Por favor, volta a transcrever, sem qualquer alteração, o trecho do texto sobre o festival Paredes de Coura entre "Mas como prova" e "destas duas últimas.", inclusive.

• Excerto da fonte:
···
«Esta música que acabamos de tocar foi escrita há 25 anos e há 25 anos o mundo era bastante diferente. Da mesma forma, o festival Paredes de Coura celebra hoje a sua 25ª edição ininterrupta, tornando-se o mais antigo festival português em actividade com programações regulares durante todo este tempo. Celebremos então este "lugar"».

A música seria «Barcelona». O álbum em encontro cronológico com esse lugar, o seminal Mutantes S.21. O agitador dessa celebração, Adolfo Luxúria Canibal, corpo e alma dessa instituição artística chamada Mão Morta. Haveria muito que convergir entre essas palavras e o público não se fez rogado. Bastava entrever naquele mar de cabeças, exposto em rodopio pelo transe do concerto, que estávamos diante de um colosso.

O festival, nesse percurso incessante de espetáculos que narram incontornavelmente a história da música rock e pop do terceiro milénio em solo português, tornou-se um colosso. Cortava-se assim oficiosamente, as fitas destas bodas de prata, a um festival que nessa noite de núpcias em 20 de Agosto de 1993, era apenas uma demonstração microscópica e tímida para lá da vontade de existir. Existir e resistir como plataforma de excelência de novas bandas e talentos de garagem que viriam a florescer como Zen, Blind Zero, Lulu Blind, Pinhead Society ou Primitive Reason, corria a década de noventa, com a mudança do escudo para o euro, com diferentes patrocinadores e um estágio progressivo em dimensão e duração.

Mas como prova aquele primeiro cartaz, com a mesma missão destemida em abraçar um festival de música moderna em Portugal. O eclipse é notório, como ilustra por exemplo a exposição fotográfica ao ar livre junto do Centro Cultural de Paredes de Coura exibindo o trabalho de 23 fotojornalistas presentes na história do festival, através destes anos remotos, em que a larva por metamorfoses se foi convertendo na borboleta que assistimos hoje. The Prodigy, Sex Pistols, Morrisey, Pixies, Motorhead, Stone Temple Pilots e os espectros dos falecidos vocalistas destas duas últimas.
···
• Entradas dos registos:
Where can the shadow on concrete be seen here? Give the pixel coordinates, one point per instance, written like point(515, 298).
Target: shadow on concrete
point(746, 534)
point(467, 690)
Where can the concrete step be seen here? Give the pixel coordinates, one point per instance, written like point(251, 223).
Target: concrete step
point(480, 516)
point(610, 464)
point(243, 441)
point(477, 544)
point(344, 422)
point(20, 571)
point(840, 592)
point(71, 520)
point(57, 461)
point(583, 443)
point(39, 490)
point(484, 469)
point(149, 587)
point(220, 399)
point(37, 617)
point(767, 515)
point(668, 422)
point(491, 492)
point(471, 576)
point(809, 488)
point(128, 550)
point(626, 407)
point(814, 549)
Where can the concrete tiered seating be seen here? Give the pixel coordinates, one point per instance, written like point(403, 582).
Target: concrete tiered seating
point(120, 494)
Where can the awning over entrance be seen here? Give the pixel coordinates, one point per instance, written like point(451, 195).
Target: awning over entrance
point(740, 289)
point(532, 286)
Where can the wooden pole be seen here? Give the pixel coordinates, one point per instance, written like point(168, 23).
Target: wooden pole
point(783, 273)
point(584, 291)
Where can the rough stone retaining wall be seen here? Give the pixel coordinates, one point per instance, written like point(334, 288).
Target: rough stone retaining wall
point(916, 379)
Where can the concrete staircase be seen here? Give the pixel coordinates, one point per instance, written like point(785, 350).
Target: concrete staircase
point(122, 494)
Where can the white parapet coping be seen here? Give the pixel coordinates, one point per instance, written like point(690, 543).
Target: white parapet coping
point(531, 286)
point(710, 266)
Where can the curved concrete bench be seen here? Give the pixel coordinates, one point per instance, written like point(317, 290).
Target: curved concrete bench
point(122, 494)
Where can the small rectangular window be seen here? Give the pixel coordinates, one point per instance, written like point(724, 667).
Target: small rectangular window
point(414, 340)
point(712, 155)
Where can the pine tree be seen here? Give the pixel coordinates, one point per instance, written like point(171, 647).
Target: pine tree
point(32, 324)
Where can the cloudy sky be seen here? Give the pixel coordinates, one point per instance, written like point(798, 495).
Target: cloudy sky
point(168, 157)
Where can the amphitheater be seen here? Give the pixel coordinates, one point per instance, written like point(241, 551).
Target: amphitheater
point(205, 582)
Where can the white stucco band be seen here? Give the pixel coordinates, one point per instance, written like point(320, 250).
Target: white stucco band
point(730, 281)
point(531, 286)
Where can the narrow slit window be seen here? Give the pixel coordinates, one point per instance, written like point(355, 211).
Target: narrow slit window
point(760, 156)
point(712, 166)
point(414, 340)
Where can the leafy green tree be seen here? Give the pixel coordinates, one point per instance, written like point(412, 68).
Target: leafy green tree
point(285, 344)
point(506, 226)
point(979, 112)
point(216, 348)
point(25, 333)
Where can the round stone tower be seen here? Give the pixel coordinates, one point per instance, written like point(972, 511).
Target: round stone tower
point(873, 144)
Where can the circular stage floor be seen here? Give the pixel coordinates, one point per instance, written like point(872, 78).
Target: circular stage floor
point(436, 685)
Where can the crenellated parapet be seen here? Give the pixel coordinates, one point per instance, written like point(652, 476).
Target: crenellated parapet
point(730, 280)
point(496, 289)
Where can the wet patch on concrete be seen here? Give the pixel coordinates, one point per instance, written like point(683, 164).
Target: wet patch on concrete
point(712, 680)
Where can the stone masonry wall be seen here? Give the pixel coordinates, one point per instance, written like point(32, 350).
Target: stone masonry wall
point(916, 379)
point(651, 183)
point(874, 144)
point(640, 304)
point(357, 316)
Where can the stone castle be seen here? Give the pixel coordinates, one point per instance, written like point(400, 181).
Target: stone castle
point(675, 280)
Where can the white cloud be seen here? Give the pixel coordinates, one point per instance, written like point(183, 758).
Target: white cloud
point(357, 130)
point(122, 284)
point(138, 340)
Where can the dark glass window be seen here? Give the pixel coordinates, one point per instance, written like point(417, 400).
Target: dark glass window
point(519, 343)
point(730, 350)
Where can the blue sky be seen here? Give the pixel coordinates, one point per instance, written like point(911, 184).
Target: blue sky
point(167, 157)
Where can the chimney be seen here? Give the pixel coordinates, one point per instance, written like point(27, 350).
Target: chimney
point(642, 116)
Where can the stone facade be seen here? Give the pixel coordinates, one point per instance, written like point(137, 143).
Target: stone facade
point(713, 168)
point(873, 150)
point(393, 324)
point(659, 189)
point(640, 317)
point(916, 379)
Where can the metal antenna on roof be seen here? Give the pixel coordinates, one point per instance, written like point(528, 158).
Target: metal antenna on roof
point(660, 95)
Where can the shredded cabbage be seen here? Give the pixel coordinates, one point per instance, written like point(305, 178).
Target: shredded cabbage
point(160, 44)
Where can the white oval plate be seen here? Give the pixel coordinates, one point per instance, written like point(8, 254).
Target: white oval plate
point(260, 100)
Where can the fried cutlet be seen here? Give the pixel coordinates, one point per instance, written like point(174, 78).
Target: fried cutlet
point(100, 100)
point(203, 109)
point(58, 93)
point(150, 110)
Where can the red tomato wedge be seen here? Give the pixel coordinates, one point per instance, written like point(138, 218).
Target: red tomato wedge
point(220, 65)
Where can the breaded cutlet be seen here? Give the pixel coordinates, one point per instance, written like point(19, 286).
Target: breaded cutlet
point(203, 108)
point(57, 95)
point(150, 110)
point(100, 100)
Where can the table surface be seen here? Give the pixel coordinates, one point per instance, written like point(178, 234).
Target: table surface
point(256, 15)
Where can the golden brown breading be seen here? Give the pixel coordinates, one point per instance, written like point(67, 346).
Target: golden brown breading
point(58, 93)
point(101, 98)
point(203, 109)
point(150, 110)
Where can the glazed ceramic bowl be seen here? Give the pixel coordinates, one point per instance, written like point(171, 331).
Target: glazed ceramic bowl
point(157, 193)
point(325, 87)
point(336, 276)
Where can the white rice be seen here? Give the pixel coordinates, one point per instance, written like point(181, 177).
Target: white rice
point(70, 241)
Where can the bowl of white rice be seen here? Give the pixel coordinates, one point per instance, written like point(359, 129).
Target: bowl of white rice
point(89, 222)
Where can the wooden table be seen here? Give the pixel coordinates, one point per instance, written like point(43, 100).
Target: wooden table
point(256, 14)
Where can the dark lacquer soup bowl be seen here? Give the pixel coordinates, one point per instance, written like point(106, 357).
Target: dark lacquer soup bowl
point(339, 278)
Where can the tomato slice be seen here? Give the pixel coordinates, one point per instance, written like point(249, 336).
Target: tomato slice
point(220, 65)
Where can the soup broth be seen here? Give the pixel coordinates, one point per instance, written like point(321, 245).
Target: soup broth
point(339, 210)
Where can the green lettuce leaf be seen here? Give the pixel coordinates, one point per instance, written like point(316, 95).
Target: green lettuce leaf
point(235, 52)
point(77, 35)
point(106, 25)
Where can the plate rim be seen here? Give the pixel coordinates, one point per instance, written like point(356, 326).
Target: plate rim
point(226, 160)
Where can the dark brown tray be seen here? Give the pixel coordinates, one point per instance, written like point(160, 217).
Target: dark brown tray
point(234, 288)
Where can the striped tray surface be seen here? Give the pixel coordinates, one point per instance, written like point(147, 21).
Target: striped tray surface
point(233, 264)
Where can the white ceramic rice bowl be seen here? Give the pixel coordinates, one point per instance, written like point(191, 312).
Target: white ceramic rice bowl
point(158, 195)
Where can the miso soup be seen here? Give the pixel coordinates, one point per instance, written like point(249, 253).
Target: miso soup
···
• A resposta:
Mas como prova aquele primeiro cartaz, com a mesma missão destemida em abraçar um festival de música moderna em Portugal. O eclipse é notório, como ilustra por exemplo a exposição fotográfica ao ar livre junto do Centro Cultural de Paredes de Coura exibindo o trabalho de 23 fotojornalistas presentes na história do festival, através destes anos remotos, em que a larva por metamorfoses se foi convertendo na borboleta que assistimos hoje. The Prodigy, Sex Pistols, Morrisey, Pixies, Motorhead, Stone Temple Pilots e os espectros dos falecidos vocalistas destas duas últimas.